» **WHAT YOU WILL DO**: Rewrite all of the lines below as a Markdown table with two columns, Row and Text, numbering each row and leaving out any blank lines.

» **GIVEN INFORMATION**:
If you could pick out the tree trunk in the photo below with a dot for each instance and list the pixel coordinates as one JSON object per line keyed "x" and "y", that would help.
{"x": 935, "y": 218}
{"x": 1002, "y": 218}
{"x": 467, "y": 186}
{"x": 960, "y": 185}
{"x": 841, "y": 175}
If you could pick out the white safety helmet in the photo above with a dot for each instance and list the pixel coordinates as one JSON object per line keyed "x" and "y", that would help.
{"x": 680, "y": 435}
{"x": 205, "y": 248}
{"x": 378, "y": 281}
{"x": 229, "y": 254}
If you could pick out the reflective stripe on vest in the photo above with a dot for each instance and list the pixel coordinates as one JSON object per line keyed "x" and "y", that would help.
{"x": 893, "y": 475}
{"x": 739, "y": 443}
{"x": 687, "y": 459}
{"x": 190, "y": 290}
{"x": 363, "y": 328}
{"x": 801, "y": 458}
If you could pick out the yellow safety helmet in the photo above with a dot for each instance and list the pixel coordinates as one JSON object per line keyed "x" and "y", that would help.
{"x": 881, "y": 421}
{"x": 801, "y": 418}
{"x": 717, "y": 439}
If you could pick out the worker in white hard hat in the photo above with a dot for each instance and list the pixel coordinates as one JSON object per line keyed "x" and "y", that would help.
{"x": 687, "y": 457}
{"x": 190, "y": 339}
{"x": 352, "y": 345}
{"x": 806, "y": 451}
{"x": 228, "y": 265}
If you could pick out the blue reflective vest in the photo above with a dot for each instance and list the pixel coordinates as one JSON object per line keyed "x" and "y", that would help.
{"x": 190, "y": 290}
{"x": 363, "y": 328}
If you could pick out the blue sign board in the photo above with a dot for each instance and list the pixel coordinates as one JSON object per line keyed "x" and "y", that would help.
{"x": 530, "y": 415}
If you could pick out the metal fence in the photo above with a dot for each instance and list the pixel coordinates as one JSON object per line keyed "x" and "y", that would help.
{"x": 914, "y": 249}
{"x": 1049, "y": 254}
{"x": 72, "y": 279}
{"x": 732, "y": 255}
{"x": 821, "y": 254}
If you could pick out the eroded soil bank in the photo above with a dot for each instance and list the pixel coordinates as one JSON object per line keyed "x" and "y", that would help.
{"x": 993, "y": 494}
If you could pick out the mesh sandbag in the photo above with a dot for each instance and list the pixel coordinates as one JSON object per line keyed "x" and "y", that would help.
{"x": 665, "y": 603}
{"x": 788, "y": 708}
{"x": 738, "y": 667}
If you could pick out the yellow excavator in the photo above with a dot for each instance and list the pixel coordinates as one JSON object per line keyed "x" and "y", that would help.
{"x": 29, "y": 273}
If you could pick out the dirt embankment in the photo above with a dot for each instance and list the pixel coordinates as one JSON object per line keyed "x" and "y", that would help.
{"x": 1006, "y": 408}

» **SOLVED EXERCISE**:
| Row | Text |
|---|---|
| 1 | If you could pick out the tree trunk in the photo below with a dot for each instance and list the pixel coordinates as one JSON object per line keyed "x" and "y", that would help. |
| 2 | {"x": 935, "y": 218} |
| 3 | {"x": 1002, "y": 218} |
| 4 | {"x": 467, "y": 186} |
| 5 | {"x": 960, "y": 185} |
| 6 | {"x": 841, "y": 175} |
| 7 | If you could pick out the white safety helmet in the photo above with a dot for each instance and list the pixel coordinates as one JSON object per line keyed "x" and "y", that would help. |
| 8 | {"x": 680, "y": 435} |
| 9 | {"x": 205, "y": 248} |
| 10 | {"x": 378, "y": 281} |
| 11 | {"x": 229, "y": 254} |
| 12 | If you could pick out the reflective stripe on vest in the photo above with a dot for each instance and list the pixel coordinates as one JSON object per line keyed "x" and "y", that would help. |
| 13 | {"x": 893, "y": 475} |
| 14 | {"x": 739, "y": 443} |
| 15 | {"x": 687, "y": 459} |
| 16 | {"x": 190, "y": 290} |
| 17 | {"x": 363, "y": 328} |
| 18 | {"x": 801, "y": 458} |
| 19 | If you could pick out the yellow safety helmet in the photo above with a dot for each instance and list the pixel coordinates as one JSON object per line keyed "x" and "y", that would help. |
| 20 | {"x": 881, "y": 421} |
| 21 | {"x": 801, "y": 418} |
| 22 | {"x": 717, "y": 439} |
| 23 | If you could pick out the worker in white hard hat in the photo above with a dot for each instance and list the pixel coordinates as one JSON object per line keyed "x" and "y", that would help. |
| 24 | {"x": 687, "y": 457} |
| 25 | {"x": 190, "y": 339} |
| 26 | {"x": 352, "y": 345} |
| 27 | {"x": 806, "y": 451} |
| 28 | {"x": 228, "y": 265} |
| 29 | If you could pick out the blue reflective vest in the photo above with a dot for each instance and list the pixel coordinates as one JSON object per line keyed "x" and "y", that would help. |
| 30 | {"x": 190, "y": 290} |
| 31 | {"x": 363, "y": 328} |
| 32 | If you could pick out the blue sign board in the photo above with a dot for each instance and list the pixel coordinates as one JSON object per line keyed "x" and "y", that would help. |
| 33 | {"x": 530, "y": 415} |
| 34 | If you could pick out the metal fence in the photo above with a dot for each instance and list the pixel coordinates as one JSON object per line keyed "x" and "y", that would help. |
| 35 | {"x": 914, "y": 249} |
| 36 | {"x": 1049, "y": 254} |
| 37 | {"x": 72, "y": 279} |
| 38 | {"x": 732, "y": 255} |
| 39 | {"x": 821, "y": 254} |
| 40 | If you could pick out the eroded soil bank in the photo above with a dot for each instance and list the pixel coordinates as one JSON object per line keyed "x" and "y", that would help. |
| 41 | {"x": 993, "y": 494} |
| 42 | If you could pick out the mesh sandbag in the photo above with a dot for each instance and list the pixel coordinates as one JSON object per line keyed "x" and "y", that would help. |
| 43 | {"x": 665, "y": 603} |
| 44 | {"x": 788, "y": 708} |
| 45 | {"x": 738, "y": 667} |
| 46 | If you could pick out the yellow excavator in the photo above with a dot for each instance and list the pixel coordinates as one JSON object per line keyed "x" and "y", that would help. |
| 47 | {"x": 29, "y": 273} |
| 48 | If you could pick out the dirt embankment in the photo above with a dot for each instance and list the pixel coordinates as one JSON object per line keyed "x" and "y", that would help. |
| 49 | {"x": 1006, "y": 408} |